- **TO BE DONE**:
**a.** Which R packages are loaded in the lawn rolling assignment?
**b.** Please write the next part of the lawn rolling assignment, picking up after its last sentence.
* Start READING TEXT *
STAD29 Assignment 1

Packages

library(tidyverse)
library(broom)
library(marginaleffects)

Rolling a lawn

Lawn rolling is a maintenance technique developed to flatten the top one to two inches of soil surfaces (of an area of grass), rendering them smooth and level. Steel or polyurethane drums or cylinders, filled with water or sand, are pulled by hand or towed to flatten irregularities caused by frost heaving or to smooth out high-traffic areas. Source.

In determining the weight of roller to use, we are interested in the relationship between the weight of the roller (in tonnes) and the amount it compresses the lawn (“depression”, in millimetres), under dry conditions. The data are in http://ritsokiguess.site/datafiles/roller.csv.

(1 point) Read in and display the data (there are only ten observations).

As usual:

my_url <- "http://ritsokiguess.site/datafiles/roller.csv"
roller <- read_csv(my_url)

Rows: 10 Columns: 2
── Column specification ────────────────────────────────────────────────────────
Delimiter: ","
dbl (2): weight, depression

ℹ Use `spec()` to retrieve the full column specification for this data.
ℹ Specify the column types or set `show_col_types = FALSE` to quiet this message.

roller

I called the dataframe roller.

Source: the roller dataset from the DAAG package, used as is.

Extra: if you are a fan of the game of cricket, you will know about the use of a roller in preparing the pitch. The idea is that a cricket pitch should be smooth, so that the bounce of the ball off the surface is consistent (and safe for the batter), but also the surface should be compacted and hard (so that there is pace and bounce for the bowlers). Cricket groundstaff know how to use rollers of the appropriate weight to achieve this. Source. During a match, the captain of the team that is about to bat may also request that the pitch be rolled (if they think it will make the pitch better for batting on).
* End READING TEXT *
* Start SUPPLIED RECORDS *
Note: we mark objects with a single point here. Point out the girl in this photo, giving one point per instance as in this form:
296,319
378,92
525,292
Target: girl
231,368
* End SUPPLIED RECORDS *
* Start SUPPLIED RECORDS *
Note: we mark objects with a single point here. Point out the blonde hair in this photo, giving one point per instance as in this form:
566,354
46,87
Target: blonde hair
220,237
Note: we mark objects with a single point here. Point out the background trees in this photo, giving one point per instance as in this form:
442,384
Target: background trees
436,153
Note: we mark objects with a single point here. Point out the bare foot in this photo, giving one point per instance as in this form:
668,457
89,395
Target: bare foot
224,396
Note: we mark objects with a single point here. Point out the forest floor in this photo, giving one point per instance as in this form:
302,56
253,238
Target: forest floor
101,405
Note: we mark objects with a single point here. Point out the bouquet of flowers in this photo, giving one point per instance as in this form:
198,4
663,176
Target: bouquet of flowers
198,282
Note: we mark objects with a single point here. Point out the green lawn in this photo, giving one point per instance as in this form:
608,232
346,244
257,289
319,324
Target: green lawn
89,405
* End SUPPLIED RECORDS *
* Start SUPPLIED RECORDS *
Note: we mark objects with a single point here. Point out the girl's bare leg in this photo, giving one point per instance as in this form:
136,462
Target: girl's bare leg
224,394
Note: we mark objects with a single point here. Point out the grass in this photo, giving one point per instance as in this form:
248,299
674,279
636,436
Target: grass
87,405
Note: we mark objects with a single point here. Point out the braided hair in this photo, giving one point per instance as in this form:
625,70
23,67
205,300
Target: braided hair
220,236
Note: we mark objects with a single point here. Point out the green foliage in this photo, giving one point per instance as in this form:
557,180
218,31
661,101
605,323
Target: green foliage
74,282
* End SUPPLIED RECORDS *
- **TASK-BY-TASK RESULTS**:
**a.** tidyverse, broom, and marginaleffects.

**b.**
(3 points) Make a suitable plot of the data. Is the trend apparently linear?

Two quantitative variables, so a scatterplot. The weight of the roller is explanatory (input), and the depression caused by the roller is the response (output), so:

ggplot(roller, aes(x = weight,  y = depression)) + geom_point()

This suffices. Optionally, you can also add a smooth trend (not a regression line, yet):

ggplot(roller, aes(x = weight,  y = depression)) + geom_point() + geom_smooth()

`geom_smooth()` using method = 'loess' and formula = 'y ~ x'

The trend of the points is more or less linear (or, at least, not obviously curved, as far as you can tell with only ten points). Likewise, if you added a smooth trend, it wiggles a bit but there is no obvious curved shape. Your answer should get as far as “not obviously non-linear” if you like double negatives, or “approximately straight” if you don’t.

Extra: the major purpose of making a scatterplot at this point is to see whether we have a relationship, and if so, what kind of relationship it is.¹ Putting a regression line on this plot:

ggplot(roller, aes(x = weight,  y = depression)) + geom_point() + 
  geom_smooth(method = "lm")

`geom_smooth()` using formula = 'y ~ x'

is putting the cart before the horse (what philosophers call “begging the question”) because it is too soon to ask how well a linear relationship fits (we don’t know whether we should fit one yet). I also find that putting a regression line on a scatterplot biases me, in that it is somehow suggesting that a straight line will fit well, and it’s harder work that it should be to decide that a straight line is actually not the right thing.

(2 points) Fit a suitable regression, and display the output.

You already decided that depression should be the response, so:

roller.1 <- lm(depression ~ weight, data = roller)
summary(roller.1)


Call:
lm(formula = depression ~ weight, data = roller)

Residuals:
   Min     1Q Median     3Q    Max 
-8.180 -5.580 -1.346  5.920  8.020 

Coefficients:
            Estimate Std. Error t value Pr(>|t|)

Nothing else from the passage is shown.